:: DOCUMENT EXCERPT ::
# Explination of the Armies



## A Soporific (Nov 30, 2007)

I'm vaguely interested in eventually picking up this one as well, but as it stands there are a LOT of different armies that I know next to nothing about.

I was wondering if you all could explain these different armies to me. I know that they all have shooty, stompy, and magic-y elements, but I have yet to be able to put them together in a coherent mental picture yet. A complete list (as it seems there's another one every I turn around) and brief synopsis of each would be most appreciated.


----------



## Morgal (Sep 26, 2007)

well different armies can be played different and the gw sight actually does a decent job. 
http://us.games-workshop.com/games/warhammer/gettingstarted/choosing_army.htm
at the bottom there click the icons.

i would suggest get the army you like the look and feel of. If you need help post your favorite and what you like about them and what you are looking for.(eg lots of units, lots of magic, assault based, shooty based, tough models)


----------



## Lord Sinkoran (Dec 23, 2006)

Morgal said:


> well different armies can be played different and the gw sight actually does a decent job.
> http://us.games-workshop.com/games/warhammer/gettingstarted/choosing_army.htm
> at the bottom there click the icons.
> 
> i would suggest get the army you like the look and feel of. If you need help post your favorite and what you like about them and what you are looking for.(eg lots of units, lots of magic, assault based, shooty based, tough models)


well said morgalk:


----------

:: RECORD EXCERPTS ::
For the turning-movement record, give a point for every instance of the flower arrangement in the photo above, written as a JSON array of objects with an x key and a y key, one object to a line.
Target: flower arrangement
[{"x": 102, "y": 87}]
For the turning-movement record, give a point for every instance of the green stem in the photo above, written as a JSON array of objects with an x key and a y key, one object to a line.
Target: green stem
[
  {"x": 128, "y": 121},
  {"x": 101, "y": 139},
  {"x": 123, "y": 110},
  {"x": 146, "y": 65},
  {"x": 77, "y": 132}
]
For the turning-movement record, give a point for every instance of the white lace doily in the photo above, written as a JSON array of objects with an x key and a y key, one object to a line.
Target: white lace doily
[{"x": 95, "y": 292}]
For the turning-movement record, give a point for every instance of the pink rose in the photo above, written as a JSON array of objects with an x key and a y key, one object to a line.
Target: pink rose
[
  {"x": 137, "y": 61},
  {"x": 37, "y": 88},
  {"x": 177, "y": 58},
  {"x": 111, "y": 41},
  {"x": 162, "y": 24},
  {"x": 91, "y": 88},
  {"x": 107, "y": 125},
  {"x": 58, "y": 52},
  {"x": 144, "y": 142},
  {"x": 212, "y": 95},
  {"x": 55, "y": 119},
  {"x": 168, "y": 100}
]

:: WRITTEN EXERCISE ::
In the forum thread about the armies, turn the paragraph that begins "i would suggest get the army" into a short bulleted list that keeps its main points.

:: ANSWER TO THIS PROBLEM ::
- Pick the army whose look and feel you like.
- For help, post your favorite army, what you like about it, and what you want from an army, such as many units, much magic, an assault focus, a shooting focus, or tough models.